| 任务清单 |
[a] 请照抄这篇 UVa 11082 题解中从“题意:给定一个矩阵的每行每列的前缀和,矩阵的元素是1-20,求这个矩阵。”一直到“量。最后跑一次最大流就行了。”为止的全部文字。
[b] 把这篇 UVa 11082 题解里以“题意”开头的那一段改写成条目列表，并保留其主要信息。

| 所给节选 |
================
• UVa 11082 Matrix Decompressing (网络流)


    题意:给定一个矩阵的每行每列的前缀和,矩阵的元素是1-20,求这个矩阵。

    析:一个网络流题,首先先把每个点的数减1,那么元素就成了0-19,这样就是一个普通的网络流了,建立一个源点和汇点,源点向每行连一条边,

    汇点向每列连一条边,每个行向每个列连一条容量为19的边,其他的边都是相应的容量。最后跑一次最大流就行了。

    代码如下:

    #pragma comment(linker, "/STACK:1024000000,1024000000")
    #include <cstdio>
    #include <string>
    #include <cstdlib>
    #include <cmath>
    #include <iostream>
    #include <cstring>
    #include <set>
    #include <queue>
    #include <algorithm>
    #include <vector>
    #include <map>
    #include <cctype>
    #include <cmath>
    #include <stack>
    #include <sstream>
    #define debug() puts("++++");
    #define gcd(a, b) __gcd(a, b)
================
| 数据摘录 |
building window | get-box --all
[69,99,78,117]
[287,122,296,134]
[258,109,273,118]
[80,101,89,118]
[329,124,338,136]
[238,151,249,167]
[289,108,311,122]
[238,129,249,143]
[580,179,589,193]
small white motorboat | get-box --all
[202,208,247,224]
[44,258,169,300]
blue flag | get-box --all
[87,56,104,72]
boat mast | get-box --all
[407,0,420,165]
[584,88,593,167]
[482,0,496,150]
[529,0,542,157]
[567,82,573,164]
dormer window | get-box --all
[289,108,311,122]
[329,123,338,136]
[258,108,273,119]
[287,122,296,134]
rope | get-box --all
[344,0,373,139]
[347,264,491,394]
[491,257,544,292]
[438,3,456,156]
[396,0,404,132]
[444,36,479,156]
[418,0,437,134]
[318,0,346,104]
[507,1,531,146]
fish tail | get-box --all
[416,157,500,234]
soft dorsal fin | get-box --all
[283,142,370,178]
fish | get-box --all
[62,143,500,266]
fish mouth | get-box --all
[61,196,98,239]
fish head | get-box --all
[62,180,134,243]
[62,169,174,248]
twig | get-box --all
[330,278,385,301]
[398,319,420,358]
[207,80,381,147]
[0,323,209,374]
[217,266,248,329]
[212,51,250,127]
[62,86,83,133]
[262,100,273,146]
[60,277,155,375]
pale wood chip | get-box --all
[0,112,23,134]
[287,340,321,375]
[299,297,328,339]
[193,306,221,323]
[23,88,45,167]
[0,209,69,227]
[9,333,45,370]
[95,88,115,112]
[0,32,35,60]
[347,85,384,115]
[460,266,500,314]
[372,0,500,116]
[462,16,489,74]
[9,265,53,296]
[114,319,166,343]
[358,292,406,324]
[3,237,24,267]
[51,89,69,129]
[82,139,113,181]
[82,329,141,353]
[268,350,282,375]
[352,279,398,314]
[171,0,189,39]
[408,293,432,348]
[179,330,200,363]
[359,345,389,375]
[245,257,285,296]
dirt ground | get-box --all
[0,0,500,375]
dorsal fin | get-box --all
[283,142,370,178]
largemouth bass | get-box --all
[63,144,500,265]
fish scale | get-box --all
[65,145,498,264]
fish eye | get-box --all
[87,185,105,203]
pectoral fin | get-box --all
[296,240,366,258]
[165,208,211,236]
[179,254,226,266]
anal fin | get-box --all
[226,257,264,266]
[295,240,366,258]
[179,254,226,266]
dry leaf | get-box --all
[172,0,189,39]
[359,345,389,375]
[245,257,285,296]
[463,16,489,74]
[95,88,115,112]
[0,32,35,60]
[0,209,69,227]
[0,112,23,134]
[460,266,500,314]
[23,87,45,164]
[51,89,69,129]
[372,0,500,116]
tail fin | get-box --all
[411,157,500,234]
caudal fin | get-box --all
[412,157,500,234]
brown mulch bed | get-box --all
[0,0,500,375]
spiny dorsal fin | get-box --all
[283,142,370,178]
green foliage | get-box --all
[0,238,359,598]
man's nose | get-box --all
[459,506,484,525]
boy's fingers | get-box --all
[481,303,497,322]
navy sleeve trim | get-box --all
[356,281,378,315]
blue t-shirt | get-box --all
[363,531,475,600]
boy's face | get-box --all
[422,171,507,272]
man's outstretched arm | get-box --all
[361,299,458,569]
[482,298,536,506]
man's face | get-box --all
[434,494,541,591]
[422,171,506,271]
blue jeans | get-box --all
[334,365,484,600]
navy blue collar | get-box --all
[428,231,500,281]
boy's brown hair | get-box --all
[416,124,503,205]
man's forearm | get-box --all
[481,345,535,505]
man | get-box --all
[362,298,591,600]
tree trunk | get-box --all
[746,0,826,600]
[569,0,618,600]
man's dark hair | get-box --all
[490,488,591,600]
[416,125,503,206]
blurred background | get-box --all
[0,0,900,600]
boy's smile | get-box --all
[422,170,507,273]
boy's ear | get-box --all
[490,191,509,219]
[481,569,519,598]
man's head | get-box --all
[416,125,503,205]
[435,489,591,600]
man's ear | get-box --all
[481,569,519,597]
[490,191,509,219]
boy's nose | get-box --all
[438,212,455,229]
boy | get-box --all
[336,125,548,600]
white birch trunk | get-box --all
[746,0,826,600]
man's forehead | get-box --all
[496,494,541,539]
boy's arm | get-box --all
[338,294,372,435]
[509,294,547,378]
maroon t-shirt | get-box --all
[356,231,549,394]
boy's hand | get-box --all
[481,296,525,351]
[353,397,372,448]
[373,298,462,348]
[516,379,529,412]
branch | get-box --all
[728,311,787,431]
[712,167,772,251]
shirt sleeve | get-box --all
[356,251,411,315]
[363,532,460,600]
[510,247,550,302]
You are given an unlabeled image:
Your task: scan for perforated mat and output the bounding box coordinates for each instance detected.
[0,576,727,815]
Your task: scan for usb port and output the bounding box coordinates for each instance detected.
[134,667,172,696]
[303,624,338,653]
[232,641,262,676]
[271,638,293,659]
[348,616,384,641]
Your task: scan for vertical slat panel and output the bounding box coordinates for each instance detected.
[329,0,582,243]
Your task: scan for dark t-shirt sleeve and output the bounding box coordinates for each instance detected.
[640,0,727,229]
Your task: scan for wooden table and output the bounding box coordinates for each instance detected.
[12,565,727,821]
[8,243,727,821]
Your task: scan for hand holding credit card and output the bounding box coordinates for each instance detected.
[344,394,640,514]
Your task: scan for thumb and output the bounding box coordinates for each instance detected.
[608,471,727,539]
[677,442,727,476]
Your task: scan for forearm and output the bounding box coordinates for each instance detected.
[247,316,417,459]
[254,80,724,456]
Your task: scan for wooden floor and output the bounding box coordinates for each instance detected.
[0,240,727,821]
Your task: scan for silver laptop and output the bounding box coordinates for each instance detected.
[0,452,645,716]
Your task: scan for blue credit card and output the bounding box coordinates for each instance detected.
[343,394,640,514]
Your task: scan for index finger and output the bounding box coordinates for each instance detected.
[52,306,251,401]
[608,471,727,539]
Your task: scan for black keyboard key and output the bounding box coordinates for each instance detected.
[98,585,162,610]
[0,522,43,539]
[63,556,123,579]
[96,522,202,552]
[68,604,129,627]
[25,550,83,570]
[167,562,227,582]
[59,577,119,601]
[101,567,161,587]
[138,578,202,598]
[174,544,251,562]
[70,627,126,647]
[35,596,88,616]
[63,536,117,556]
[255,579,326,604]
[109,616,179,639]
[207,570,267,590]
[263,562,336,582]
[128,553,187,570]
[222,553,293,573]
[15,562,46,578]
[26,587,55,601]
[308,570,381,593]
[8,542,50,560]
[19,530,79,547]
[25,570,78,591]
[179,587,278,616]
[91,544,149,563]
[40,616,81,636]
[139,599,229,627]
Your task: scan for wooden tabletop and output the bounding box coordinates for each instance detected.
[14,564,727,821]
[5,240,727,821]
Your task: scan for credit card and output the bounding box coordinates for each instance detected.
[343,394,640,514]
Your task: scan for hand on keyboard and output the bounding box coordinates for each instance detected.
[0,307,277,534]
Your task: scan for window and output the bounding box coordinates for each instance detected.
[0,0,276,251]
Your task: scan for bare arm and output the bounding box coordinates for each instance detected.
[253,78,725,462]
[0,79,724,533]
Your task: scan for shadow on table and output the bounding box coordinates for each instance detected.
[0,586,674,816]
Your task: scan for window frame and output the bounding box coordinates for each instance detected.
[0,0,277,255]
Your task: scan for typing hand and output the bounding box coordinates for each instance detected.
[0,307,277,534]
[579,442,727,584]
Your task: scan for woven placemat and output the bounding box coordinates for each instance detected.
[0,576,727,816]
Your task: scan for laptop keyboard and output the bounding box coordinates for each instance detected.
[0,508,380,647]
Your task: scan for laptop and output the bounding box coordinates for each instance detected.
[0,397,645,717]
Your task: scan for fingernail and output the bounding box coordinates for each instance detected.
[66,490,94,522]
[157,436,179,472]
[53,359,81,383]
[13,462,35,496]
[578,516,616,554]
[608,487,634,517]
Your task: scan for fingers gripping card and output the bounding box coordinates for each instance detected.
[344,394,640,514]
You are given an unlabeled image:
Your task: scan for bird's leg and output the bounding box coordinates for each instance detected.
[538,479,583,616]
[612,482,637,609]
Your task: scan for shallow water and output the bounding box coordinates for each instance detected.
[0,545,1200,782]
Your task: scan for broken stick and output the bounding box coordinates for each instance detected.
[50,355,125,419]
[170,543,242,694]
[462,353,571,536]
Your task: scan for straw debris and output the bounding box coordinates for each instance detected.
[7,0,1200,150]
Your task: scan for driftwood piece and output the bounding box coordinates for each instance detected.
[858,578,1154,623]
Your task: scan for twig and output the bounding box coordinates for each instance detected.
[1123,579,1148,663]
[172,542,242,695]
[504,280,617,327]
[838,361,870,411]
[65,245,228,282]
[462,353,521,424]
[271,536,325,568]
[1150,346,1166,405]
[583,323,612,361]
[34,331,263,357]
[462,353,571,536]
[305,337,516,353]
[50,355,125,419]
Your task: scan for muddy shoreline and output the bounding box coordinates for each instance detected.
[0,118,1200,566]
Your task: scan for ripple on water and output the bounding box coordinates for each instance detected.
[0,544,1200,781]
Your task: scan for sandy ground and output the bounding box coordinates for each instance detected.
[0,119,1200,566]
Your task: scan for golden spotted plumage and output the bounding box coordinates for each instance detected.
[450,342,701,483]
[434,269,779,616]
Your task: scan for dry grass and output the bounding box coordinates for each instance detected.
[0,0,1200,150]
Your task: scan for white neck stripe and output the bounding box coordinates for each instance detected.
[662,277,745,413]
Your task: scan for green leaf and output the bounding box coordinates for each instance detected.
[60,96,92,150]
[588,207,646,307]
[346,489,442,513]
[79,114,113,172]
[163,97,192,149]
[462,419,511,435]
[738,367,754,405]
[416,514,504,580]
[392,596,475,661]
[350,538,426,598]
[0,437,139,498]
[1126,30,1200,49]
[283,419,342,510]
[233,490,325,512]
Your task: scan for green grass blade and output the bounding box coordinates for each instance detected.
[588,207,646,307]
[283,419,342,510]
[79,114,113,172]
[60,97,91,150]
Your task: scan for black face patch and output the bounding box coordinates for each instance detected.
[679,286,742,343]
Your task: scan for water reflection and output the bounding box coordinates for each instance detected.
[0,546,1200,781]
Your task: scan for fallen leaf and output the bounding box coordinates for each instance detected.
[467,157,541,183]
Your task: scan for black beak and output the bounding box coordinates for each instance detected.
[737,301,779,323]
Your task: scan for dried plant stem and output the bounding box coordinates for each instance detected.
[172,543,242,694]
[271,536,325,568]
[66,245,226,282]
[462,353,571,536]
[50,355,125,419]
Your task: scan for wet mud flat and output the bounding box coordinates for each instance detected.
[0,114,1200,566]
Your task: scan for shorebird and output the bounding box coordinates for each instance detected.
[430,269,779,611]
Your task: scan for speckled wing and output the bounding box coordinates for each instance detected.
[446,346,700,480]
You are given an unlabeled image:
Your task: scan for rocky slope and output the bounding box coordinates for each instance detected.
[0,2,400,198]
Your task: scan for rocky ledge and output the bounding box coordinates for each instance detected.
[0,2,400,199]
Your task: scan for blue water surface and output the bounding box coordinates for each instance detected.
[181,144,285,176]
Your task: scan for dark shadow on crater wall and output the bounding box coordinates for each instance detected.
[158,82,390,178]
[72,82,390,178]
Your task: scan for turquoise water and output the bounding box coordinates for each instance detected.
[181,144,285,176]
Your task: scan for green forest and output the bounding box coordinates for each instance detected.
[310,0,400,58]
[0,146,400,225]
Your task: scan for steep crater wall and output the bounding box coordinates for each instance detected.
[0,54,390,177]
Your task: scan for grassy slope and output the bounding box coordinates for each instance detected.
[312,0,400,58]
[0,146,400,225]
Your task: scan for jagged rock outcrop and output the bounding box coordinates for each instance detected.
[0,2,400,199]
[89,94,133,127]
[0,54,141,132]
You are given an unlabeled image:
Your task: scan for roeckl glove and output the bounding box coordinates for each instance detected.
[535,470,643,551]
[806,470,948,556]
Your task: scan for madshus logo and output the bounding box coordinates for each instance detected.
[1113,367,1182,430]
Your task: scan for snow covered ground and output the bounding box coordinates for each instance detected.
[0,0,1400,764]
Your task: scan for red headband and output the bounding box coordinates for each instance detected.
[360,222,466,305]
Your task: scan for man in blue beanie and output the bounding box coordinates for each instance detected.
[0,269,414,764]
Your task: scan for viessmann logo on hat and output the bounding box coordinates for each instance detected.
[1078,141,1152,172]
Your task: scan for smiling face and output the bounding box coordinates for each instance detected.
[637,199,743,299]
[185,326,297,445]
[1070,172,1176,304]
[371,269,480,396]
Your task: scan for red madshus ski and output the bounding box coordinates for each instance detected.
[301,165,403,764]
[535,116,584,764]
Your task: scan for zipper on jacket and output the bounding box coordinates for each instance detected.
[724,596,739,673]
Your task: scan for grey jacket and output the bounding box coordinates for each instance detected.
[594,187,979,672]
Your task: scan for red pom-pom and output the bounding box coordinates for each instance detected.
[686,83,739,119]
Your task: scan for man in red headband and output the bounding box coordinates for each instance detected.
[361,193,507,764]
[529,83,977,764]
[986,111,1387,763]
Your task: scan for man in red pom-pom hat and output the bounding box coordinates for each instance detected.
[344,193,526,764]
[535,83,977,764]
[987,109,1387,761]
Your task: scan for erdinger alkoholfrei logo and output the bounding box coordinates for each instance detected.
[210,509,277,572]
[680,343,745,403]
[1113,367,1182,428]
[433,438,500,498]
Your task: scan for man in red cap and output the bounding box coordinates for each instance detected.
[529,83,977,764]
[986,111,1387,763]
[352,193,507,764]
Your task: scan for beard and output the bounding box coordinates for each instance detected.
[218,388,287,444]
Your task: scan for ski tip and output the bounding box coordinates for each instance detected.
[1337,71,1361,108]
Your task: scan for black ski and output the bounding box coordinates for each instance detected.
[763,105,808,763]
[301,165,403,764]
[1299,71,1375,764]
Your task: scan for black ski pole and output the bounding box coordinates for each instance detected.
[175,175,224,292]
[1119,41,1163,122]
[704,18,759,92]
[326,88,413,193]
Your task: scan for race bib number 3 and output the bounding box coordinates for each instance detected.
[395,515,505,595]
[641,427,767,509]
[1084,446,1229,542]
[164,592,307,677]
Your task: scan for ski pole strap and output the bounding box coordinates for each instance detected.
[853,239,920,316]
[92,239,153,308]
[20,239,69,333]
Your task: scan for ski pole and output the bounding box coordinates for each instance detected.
================
| 答复列表 |
[a]
题意:给定一个矩阵的每行每列的前缀和,矩阵的元素是1-20,求这个矩阵。

    析:一个网络流题,首先先把每个点的数减1,那么元素就成了0-19,这样就是一个普通的网络流了,建立一个源点和汇点,源点向每行连一条边,

    汇点向每列连一条边,每个行向每个列连一条容量为19的边,其他的边都是相应的容量。最后跑一次最大流就行了。

[b]
- 已知矩阵每一行和每一列的前缀和。
- 矩阵中的元素取值为1到20。
- 要求求出这个矩阵。